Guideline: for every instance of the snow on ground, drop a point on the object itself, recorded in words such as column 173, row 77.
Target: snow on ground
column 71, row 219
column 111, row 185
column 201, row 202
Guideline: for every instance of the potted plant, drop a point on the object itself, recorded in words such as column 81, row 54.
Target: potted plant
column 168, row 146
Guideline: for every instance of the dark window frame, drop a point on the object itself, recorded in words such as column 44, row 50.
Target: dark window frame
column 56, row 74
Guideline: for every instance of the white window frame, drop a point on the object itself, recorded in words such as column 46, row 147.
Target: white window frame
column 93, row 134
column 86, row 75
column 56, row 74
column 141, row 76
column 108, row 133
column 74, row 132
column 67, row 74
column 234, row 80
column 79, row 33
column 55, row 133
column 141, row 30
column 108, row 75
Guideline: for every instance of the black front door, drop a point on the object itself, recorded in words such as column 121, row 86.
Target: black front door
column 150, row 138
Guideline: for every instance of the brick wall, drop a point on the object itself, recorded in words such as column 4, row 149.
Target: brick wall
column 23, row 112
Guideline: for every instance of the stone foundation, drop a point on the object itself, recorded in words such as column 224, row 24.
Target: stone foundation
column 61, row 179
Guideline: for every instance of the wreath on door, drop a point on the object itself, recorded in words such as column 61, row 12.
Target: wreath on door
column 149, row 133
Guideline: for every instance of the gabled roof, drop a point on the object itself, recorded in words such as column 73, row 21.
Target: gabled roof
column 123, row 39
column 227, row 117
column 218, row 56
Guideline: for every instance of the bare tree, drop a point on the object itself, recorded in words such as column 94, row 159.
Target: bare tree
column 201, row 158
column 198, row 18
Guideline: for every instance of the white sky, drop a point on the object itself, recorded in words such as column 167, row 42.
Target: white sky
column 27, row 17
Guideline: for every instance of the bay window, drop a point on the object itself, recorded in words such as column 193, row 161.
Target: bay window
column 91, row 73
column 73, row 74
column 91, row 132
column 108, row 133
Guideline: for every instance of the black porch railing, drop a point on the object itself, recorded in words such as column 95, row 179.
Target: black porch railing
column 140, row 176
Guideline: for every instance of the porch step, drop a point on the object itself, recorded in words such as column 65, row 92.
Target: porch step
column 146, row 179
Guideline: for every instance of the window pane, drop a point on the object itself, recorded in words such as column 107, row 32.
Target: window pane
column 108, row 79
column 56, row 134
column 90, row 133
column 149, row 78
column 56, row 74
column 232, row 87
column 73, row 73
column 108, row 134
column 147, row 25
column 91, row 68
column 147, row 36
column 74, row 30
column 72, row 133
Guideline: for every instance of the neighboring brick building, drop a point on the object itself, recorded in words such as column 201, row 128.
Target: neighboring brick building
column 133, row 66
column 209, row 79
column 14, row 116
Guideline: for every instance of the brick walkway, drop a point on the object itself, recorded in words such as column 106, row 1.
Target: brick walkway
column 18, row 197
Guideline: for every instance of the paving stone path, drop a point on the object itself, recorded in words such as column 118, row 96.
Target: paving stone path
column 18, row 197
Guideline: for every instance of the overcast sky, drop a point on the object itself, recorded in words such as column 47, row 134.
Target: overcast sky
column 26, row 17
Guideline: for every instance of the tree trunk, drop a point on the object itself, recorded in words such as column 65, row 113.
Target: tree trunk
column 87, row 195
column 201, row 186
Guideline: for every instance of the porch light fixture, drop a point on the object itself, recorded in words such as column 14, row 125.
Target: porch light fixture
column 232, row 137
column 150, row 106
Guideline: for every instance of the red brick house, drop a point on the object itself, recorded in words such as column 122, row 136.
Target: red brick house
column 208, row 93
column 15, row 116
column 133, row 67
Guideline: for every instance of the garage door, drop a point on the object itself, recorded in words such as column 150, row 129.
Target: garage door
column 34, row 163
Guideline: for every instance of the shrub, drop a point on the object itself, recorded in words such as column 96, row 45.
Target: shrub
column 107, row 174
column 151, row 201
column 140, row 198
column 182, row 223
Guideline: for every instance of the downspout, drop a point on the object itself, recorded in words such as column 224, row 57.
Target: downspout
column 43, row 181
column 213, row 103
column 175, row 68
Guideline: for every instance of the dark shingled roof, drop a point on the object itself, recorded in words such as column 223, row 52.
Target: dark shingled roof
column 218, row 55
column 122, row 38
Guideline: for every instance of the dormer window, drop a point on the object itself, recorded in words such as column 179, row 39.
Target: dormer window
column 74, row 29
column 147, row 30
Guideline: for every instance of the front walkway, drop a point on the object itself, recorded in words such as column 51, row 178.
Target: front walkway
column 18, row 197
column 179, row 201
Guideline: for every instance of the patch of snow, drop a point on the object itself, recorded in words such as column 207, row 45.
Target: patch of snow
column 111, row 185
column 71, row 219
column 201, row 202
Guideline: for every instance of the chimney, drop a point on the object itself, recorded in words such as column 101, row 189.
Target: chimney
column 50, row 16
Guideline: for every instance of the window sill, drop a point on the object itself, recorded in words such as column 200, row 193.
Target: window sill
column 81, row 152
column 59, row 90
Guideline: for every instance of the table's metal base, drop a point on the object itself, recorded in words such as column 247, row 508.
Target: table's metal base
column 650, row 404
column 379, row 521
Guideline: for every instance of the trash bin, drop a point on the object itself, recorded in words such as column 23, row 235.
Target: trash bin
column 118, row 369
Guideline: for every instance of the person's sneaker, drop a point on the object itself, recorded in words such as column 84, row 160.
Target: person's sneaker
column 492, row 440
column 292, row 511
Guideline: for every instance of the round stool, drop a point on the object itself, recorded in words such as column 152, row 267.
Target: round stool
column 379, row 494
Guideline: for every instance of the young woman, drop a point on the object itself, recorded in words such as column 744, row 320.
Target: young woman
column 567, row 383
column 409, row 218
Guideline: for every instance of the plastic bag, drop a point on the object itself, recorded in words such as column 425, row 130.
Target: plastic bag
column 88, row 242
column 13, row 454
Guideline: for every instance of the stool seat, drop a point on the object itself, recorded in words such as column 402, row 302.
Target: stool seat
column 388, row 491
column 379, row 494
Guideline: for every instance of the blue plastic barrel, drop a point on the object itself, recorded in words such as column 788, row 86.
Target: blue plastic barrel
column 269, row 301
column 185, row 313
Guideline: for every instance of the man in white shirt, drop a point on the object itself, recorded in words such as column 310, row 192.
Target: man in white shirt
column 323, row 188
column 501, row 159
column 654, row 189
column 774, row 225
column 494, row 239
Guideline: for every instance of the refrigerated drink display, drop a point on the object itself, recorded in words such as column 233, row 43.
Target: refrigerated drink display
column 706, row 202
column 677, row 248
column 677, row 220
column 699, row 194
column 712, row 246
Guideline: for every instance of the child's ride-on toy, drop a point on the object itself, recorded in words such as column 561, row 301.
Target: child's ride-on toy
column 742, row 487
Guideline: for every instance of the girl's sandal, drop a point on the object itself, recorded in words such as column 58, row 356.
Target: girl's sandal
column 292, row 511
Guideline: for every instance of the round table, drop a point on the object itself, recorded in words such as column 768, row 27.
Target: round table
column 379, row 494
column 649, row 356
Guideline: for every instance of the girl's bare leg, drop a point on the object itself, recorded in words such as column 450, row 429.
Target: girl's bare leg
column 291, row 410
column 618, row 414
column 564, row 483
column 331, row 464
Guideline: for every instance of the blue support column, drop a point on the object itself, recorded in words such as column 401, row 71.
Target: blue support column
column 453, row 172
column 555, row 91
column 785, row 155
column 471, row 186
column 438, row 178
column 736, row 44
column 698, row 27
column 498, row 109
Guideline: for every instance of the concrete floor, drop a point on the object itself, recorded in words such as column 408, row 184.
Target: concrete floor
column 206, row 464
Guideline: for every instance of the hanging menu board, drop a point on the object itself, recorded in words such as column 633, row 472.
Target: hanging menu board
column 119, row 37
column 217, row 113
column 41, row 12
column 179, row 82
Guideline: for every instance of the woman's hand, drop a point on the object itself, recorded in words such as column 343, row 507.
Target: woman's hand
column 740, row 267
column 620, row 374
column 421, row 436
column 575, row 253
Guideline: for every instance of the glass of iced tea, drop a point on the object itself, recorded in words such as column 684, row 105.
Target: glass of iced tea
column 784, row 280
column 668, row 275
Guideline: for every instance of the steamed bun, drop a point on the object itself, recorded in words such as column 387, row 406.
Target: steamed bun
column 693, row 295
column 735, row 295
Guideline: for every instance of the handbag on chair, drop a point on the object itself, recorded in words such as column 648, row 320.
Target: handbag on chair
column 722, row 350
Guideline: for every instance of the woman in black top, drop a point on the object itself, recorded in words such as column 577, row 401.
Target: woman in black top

(TASK TO COMPLETE)
Within the listing above, extract exactly the lines from the line with "Target: black front door" to the line with "Guideline: for every instance of the white sky, drop", the two named lines included, and no others.

(TASK RESPONSE)
Target: black front door
column 150, row 138
Guideline: for every instance of the brick wall, drop a point on the object itself, recorded in words such as column 4, row 149.
Target: brick wall
column 23, row 112
Guideline: for every instance of the stone foundation, drop a point on the object itself, recorded in words such as column 224, row 24.
Target: stone foundation
column 61, row 179
Guideline: for every instance of the wreath on door, drop a point on the object itself, recorded in words such as column 61, row 12.
Target: wreath on door
column 149, row 133
Guideline: for every instance of the gabled roof, drop a point on the object itself, recorded in words such as column 73, row 21.
Target: gabled roof
column 123, row 39
column 227, row 117
column 218, row 56
Guideline: for every instance of the bare tree, drop a point on the object itself, recorded in words such as column 94, row 159.
Target: bare tree
column 201, row 158
column 198, row 18
Guideline: for every instance of the white sky, drop a point on the object itself, recorded in words such as column 167, row 42.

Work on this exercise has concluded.